"Oteller, yıkama ve temizlik servisleri, sulama faaliyetleri, turizm sektöründeki su kullanımları ve şebekelere bağlı evlerde musluk suyu dağıtımı durdurulmuştur. Yalnızca yaşamsal faaliyetlerin yerine getirilebilmesi için kullanılabilecek su, su istasyonlarından temin edilebilir. Suyun temini ancak su karnesi ile yapılacaktır. Bir hanenin günlük su tüketimi 87 litre ile sınırlanmıştır. Bir bireyin su istasyonlarından temin edebileceği maksimum su miktarı 25 litredir. Bu limitleri aştığı tespit edilen bireylerin suya erişimi askıya alınabilir, bu kuralları ihlal eden her bireye yasal prosedürler ve para cezası uygulanır. Bu süreç kullanılabilir su kaynaklarının yeterli seviyeye ulaşmasına dek sürecektir"  haberler ya da sosyal medyadan bu tonda hayatınızdaki en değerli şeyin, suyun kullanımına dair getirilen kısıtlamaları öğrendiğimizi düşünün. Çok kısa bir süre önce suya ne kadar kolay ulaştığımızı düşüdüğümüzde bu haberin aniliği bizi oldukça sarsacak. Bu yeni koşullar birden olmadı, bunun olacağını doğa bize çeşitli yollarla her gün dile getiriyordu zaten. Sivil toplum örgütleri ve Birleşmiş Milletler broşürleri, kamu spotları ile bizlere bunları doğrudan ya da dolaylı olarak anlatmaya çalışmıştı. Su kaynaklarımızı her gün geri döndürülemez biçimde kullandığımızı, musluklarımızdan akan suyun sonsuza dek akmayacağını, suyun tükenerek ciddi kısıtlamalar gidileceği "sıfırıncı gün-zero day" pekte uzak olmadığını...

Dünya üzerindeki her canlı ve ekosistem için önemli ölçüde suya bağlı. Mavi Gezegenimizdeki su döngüsünde karalar ve okyonuslardan su buharlaşır, yağışlar ile dünya yüzeyine geri döner. Dünyamızda 1.386.000.000 kmsuyun olduğunu biliyoruz ve jeolojik kanıtlar sıvı hâldeki suyun 3,8 milyar yıldır Dünya’da var olduğunu göstermekte. Dünya’daki suyun %96,5’i okyanuslarda, geri kalan kısmı ise su buharı şeklinde atmosferde, okyanuslarda, göllerde, nehirlerde ve buzullarda bulunuyor. Ancak canlıların yaşamı için tatlı temiz suya ihtiyaç var. Dünya’daki suyun ise sadece %2,5’ini (10.633.450 km3) tatlı sular oluşturuyor.

* Çözülecek Sorular:
a: Alıntıya göre şu soruları yanıtlayın:
(i) Bir hanenin günlük su tüketimi kaç litre ile sınırlanmıştır?
(ii) Jeolojik kanıtlara göre sıvı hâldeki su kaç yıldır Dünya'da bulunmaktadır?
(iii) Dünya'daki suyun yüzde kaçını tatlı sular oluşturur?
b: Alıntının "Dünya üzerindeki her" ile "tatlı sular oluşturuyor." arasındaki kısmını, bu ifadeler dahil, değiştirmeden yeniden yazın.
Aşağıdaki veriler alıntıdan bağımsız, ayrı bir malzemedir.

* Veri Bloğu:
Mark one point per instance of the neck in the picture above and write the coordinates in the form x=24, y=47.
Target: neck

* Görev Yanıtları:
a:
(i) 87 litre
(ii) 3,8 milyar yıl
(iii) %2,5

b:
Dünya üzerindeki her canlı ve ekosistem için önemli ölçüde suya bağlı. Mavi Gezegenimizdeki su döngüsünde karalar ve okyonuslardan su buharlaşır, yağışlar ile dünya yüzeyine geri döner. Dünyamızda 1.386.000.000 kmsuyun olduğunu biliyoruz ve jeolojik kanıtlar sıvı hâldeki suyun 3,8 milyar yıldır Dünya’da var olduğunu göstermekte. Dünya’daki suyun %96,5’i okyanuslarda, geri kalan kısmı ise su buharı şeklinde atmosferde, okyanuslarda, göllerde, nehirlerde ve buzullarda bulunuyor. Ancak canlıların yaşamı için tatlı temiz suya ihtiyaç var. Dünya’daki suyun ise sadece %2,5’ini (10.633.450 km3) tatlı sular oluşturuyor.